[Data extracted from a collection]

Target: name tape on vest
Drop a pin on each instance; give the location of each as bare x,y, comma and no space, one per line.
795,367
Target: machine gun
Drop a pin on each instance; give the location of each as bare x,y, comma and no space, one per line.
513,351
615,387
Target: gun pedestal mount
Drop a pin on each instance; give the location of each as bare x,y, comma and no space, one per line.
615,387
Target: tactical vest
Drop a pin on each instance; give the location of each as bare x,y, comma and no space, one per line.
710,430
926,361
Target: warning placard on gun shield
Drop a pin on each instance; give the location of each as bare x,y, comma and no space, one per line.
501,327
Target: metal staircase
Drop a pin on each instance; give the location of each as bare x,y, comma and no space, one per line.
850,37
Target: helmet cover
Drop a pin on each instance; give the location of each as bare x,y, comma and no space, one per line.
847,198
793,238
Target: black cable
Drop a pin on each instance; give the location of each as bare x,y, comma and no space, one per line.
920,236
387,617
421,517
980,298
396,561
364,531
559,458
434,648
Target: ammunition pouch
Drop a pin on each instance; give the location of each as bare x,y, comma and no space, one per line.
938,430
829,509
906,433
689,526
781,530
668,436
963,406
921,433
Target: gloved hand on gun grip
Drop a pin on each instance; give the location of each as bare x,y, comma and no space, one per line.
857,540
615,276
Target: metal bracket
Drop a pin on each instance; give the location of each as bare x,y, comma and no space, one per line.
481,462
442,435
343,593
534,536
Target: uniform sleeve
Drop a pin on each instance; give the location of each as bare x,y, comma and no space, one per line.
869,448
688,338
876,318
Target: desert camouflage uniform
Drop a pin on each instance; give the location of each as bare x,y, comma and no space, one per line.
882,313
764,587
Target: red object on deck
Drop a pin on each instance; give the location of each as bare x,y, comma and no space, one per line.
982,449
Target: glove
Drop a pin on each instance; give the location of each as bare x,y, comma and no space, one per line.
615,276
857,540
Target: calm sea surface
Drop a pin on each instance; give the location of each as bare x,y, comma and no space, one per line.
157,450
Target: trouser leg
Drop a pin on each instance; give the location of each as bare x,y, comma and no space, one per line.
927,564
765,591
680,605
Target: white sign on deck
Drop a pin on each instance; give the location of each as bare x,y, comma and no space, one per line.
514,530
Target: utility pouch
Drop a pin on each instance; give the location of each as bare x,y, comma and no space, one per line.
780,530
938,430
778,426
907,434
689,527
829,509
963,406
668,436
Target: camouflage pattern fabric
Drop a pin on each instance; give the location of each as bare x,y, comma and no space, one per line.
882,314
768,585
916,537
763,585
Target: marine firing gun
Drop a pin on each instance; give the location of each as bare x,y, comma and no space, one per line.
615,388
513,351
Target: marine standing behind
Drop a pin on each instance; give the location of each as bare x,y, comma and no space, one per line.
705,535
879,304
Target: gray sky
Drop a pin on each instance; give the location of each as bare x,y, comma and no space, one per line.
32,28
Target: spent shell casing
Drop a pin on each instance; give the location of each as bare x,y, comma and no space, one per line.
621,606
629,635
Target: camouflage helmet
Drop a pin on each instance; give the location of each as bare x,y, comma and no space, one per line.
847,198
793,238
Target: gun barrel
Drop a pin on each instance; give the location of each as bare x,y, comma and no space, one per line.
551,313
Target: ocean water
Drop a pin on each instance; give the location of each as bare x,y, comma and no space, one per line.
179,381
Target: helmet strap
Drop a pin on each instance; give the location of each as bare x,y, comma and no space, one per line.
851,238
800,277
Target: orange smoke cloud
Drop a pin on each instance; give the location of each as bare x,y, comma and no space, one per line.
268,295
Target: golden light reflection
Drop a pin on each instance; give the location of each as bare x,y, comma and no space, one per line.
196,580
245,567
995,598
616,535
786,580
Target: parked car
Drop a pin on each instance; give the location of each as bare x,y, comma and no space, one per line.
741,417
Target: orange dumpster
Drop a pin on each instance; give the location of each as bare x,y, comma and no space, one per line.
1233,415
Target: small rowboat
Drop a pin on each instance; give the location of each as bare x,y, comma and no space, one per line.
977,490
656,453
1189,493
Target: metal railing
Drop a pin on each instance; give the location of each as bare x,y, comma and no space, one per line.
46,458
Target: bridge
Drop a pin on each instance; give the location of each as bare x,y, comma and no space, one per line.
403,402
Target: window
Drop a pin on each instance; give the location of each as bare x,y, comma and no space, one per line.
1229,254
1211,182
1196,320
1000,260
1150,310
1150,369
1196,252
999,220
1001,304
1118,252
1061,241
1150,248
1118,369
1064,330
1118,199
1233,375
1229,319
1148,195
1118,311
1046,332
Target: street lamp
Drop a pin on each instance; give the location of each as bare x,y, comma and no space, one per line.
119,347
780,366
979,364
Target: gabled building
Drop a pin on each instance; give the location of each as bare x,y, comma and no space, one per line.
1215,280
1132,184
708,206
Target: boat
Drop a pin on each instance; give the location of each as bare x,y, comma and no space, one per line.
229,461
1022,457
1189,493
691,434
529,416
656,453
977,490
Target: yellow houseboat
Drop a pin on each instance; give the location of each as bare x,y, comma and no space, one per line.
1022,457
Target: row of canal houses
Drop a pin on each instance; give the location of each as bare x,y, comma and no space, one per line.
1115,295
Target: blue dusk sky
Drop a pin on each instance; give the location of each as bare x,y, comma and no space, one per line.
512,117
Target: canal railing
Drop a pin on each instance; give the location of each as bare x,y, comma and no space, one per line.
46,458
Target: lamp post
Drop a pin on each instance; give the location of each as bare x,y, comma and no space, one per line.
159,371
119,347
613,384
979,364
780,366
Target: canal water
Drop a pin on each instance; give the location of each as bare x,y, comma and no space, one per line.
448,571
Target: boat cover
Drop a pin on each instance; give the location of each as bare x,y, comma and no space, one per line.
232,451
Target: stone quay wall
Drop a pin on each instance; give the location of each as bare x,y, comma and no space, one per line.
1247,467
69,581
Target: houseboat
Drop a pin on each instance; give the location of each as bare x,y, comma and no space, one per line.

▶ **Task directions**: Write out the lines of the listing, starting at the line that contains "Target: stone quay wall" and continuing through the last line of the listing, with both ends included.

▶ **The solution**:
Target: stone quay wall
Drop a pin on each instance; give the location of each as bare x,y, comma and no space, one per line.
1247,467
69,581
Target: houseboat
Drop a pin on each instance; give the location of each as bare x,y, comma and no space, one per line.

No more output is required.